-- start Records provided --

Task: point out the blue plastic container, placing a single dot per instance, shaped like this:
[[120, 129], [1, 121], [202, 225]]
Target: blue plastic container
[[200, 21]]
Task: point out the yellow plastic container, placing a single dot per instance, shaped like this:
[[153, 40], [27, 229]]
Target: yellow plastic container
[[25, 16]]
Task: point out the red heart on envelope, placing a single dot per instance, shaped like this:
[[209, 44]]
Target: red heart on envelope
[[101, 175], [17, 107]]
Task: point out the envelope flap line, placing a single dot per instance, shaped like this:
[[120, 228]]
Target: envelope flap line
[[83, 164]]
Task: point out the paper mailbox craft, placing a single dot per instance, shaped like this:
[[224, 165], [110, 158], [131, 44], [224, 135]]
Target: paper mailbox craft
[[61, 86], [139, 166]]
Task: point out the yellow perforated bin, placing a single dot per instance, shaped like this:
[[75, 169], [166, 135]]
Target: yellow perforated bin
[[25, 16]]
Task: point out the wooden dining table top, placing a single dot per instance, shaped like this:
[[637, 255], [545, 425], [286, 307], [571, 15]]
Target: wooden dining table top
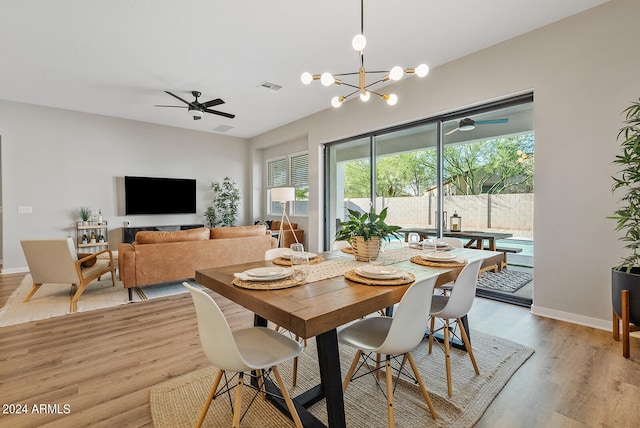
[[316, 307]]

-- end Records provided --

• _What the task requires_
Copy the rows starting at the line that contains "Task: point out the yellow perforated" and continuing through the last row, leaving out the picture.

• _Solved exercise_
Task: point out the yellow perforated bin, placing a single dot per instance, shaped like this:
[[75, 169], [166, 135]]
Target: yellow perforated bin
[[25, 16]]
Task: point out the wooden dining table top, placing a single dot per instance, shaped like this:
[[637, 255], [545, 425], [286, 307], [571, 15]]
Target: wooden dining table top
[[316, 307]]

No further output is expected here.